(Records from a dataset)

## Start

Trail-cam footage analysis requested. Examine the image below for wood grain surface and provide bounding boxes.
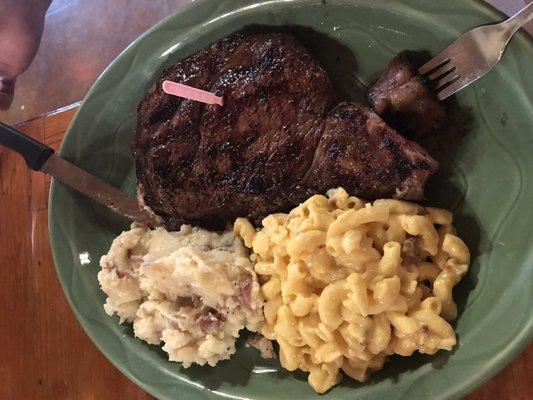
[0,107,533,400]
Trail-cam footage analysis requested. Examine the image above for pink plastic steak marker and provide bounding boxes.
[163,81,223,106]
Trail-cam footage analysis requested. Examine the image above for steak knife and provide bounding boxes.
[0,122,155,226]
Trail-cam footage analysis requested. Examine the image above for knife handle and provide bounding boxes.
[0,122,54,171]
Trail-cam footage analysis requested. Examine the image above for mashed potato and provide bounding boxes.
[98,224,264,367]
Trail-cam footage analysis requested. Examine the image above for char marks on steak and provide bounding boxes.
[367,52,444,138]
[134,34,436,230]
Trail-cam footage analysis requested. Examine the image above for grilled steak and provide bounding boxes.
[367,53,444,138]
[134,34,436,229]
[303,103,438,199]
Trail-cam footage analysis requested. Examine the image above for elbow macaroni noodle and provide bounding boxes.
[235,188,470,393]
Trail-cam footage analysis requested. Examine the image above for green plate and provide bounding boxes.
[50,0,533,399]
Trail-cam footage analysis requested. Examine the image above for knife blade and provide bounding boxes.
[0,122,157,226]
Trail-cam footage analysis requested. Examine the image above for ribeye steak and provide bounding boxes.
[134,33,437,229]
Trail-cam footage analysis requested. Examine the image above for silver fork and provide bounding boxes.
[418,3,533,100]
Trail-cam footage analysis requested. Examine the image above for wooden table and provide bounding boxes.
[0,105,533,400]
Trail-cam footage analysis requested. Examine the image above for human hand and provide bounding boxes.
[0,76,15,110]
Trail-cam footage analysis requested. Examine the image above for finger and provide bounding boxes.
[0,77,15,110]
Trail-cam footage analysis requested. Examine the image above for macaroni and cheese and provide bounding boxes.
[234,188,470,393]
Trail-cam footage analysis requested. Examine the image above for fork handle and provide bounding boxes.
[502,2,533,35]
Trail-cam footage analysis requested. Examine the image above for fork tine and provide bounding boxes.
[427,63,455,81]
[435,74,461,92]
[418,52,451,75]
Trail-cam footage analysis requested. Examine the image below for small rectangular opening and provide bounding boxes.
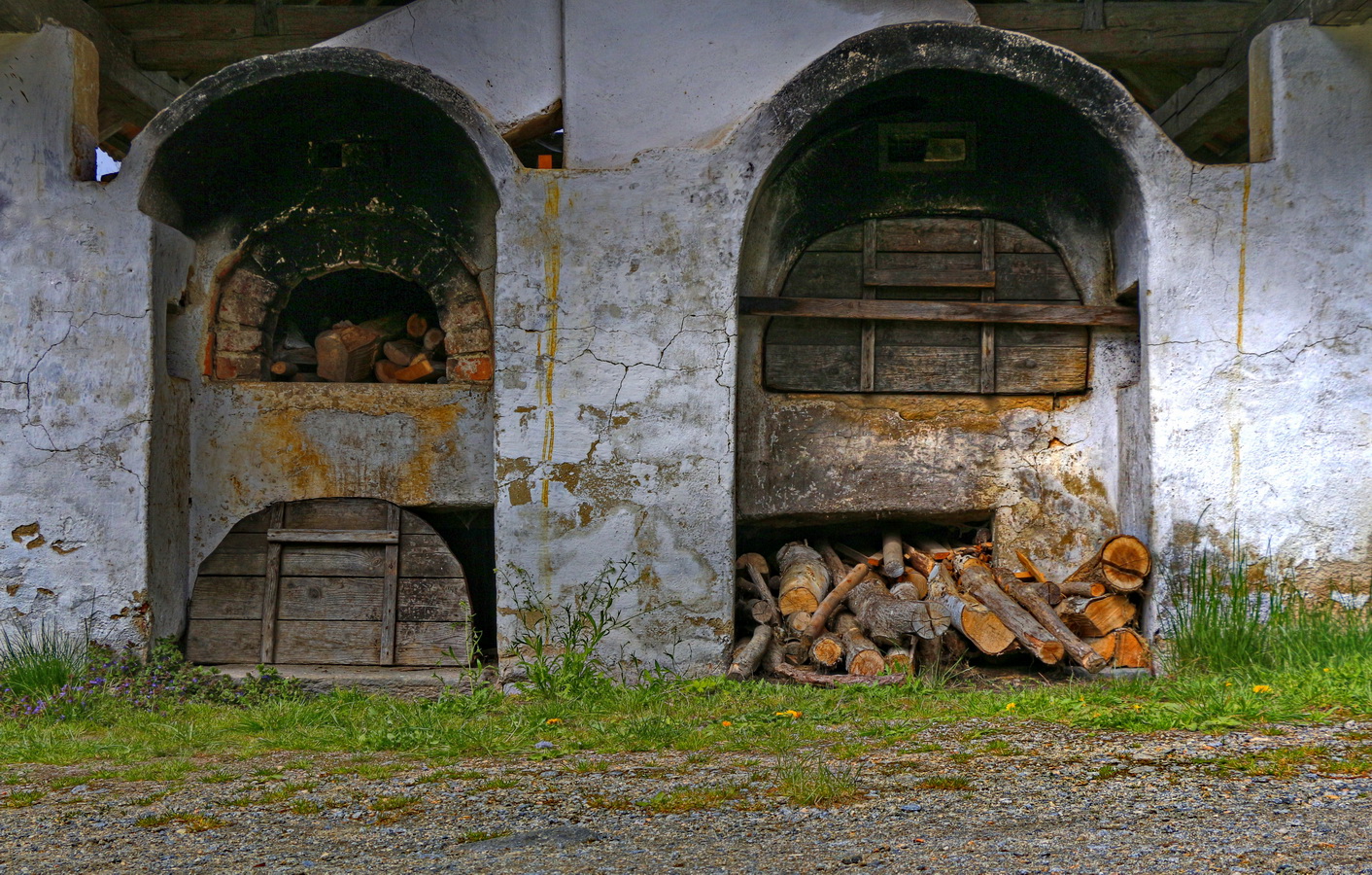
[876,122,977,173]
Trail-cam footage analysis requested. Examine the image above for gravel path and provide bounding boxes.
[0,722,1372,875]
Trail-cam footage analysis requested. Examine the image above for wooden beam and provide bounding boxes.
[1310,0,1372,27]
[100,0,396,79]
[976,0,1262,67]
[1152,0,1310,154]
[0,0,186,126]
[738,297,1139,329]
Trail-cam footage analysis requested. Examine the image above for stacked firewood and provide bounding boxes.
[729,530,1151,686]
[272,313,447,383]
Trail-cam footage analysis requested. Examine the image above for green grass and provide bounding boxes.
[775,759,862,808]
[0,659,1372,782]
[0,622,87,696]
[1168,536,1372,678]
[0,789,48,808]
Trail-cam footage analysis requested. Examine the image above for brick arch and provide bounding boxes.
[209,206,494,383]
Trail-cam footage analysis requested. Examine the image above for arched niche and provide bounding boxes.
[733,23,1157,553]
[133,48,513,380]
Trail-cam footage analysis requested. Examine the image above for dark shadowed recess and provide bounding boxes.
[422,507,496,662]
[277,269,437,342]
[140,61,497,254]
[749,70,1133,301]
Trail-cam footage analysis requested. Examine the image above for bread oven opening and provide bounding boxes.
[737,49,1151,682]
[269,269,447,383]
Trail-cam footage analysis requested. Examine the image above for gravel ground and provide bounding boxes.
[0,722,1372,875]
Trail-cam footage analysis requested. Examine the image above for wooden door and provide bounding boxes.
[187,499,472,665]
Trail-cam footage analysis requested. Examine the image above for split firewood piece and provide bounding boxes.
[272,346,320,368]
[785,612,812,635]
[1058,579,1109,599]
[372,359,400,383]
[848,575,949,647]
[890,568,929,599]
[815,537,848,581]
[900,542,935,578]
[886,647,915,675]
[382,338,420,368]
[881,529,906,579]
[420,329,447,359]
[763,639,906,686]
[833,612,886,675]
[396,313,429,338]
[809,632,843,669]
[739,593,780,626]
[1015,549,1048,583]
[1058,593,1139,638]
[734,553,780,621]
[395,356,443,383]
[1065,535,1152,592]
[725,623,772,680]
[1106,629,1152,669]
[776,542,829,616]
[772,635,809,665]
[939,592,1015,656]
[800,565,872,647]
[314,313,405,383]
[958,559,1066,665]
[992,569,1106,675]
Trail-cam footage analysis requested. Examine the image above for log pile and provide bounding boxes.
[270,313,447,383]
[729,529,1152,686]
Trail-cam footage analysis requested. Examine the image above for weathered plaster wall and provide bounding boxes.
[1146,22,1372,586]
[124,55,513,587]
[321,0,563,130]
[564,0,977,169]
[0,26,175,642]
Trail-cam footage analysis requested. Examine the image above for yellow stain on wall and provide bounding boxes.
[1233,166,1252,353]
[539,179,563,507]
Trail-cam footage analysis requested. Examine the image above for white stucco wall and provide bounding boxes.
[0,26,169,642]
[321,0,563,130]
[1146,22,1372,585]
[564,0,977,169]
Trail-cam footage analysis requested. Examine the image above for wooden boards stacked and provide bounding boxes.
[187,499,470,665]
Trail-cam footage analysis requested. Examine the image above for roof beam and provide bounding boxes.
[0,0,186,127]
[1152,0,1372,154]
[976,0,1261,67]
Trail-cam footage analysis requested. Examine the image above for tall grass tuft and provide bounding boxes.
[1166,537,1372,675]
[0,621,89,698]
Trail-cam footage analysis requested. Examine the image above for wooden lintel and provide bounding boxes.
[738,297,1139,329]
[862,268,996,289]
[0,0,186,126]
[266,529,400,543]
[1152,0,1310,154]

## End
## Start

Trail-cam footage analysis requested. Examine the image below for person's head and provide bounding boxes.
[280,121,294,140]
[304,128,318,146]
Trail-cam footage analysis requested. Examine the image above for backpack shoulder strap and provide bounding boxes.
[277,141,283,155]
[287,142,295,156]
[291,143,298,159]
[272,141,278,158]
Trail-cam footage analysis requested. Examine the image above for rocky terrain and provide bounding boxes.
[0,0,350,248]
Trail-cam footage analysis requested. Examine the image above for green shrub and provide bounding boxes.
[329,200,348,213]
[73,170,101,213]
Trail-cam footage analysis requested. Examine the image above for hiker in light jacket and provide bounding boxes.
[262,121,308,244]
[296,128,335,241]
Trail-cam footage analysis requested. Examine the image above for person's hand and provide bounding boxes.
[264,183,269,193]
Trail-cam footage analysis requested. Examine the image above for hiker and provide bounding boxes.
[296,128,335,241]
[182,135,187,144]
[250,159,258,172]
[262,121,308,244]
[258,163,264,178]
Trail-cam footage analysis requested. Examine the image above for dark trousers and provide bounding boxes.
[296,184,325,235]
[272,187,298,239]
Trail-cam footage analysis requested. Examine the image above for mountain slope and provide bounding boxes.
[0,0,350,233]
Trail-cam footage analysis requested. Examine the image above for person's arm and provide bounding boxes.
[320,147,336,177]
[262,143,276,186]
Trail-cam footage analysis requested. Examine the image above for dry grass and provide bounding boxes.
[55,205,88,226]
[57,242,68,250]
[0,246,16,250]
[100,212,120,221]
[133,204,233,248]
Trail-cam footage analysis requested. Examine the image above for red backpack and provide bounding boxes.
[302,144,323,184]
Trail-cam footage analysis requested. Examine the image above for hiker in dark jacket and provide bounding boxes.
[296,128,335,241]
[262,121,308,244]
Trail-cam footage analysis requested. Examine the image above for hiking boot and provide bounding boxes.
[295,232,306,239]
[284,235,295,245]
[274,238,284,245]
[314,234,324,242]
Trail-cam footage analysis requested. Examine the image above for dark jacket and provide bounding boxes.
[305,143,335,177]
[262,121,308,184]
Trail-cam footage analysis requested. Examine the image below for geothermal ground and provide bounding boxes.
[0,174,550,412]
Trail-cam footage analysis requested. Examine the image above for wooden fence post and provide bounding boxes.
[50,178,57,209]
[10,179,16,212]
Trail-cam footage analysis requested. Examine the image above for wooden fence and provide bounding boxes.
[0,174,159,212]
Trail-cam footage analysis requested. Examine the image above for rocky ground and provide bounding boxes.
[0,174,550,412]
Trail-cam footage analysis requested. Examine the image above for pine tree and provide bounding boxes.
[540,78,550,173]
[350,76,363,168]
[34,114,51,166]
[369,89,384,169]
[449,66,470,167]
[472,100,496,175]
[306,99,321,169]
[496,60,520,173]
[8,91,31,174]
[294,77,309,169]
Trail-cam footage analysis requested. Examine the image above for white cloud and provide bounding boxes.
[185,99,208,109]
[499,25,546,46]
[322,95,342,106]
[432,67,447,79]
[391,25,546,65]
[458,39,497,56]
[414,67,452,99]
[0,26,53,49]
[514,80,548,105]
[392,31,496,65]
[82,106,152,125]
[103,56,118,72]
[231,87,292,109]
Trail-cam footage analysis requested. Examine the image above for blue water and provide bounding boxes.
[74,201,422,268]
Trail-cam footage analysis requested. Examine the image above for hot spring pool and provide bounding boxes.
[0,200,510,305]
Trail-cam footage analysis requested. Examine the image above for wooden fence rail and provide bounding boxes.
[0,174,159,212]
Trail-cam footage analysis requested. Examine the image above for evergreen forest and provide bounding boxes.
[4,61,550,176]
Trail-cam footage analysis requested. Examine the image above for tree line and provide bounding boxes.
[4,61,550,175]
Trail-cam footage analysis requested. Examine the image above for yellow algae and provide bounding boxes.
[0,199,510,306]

## End

## Task details
Express the entries from the line with "head and provide bounding boxes." up to and including the line with "[264,183,269,193]" as a two-column CSV with the columns entry_text and answer. Give one row per entry, put each value in a single quoted field, and replace any line breaks with spaces.

## Final result
entry_text,answer
"Trail-cam footage analysis requested. Examine the image below for person's head and provide bounding boxes.","[280,121,294,140] [304,128,318,146]"
"Trail-cam footage analysis requested. Examine the image above for backpack shoulder strap and provide bounding boxes.","[277,141,283,155] [287,142,295,156] [291,143,298,159] [272,141,278,158]"
"Trail-cam footage analysis requested. Examine the image above for rocky terrain and provide bounding boxes.","[0,0,350,248]"
"Trail-cam footage analysis requested. Examine the image above for green shrub and provide bounding boxes.","[329,200,348,213] [73,170,101,213]"
"Trail-cam footage analysis requested. Examine the image above for hiker in light jacket and provide bounding boxes.","[262,121,308,244] [296,128,335,241]"
"Trail-cam footage analysis requested. Examine the image above for person's hand and provide bounding boxes.","[264,183,269,193]"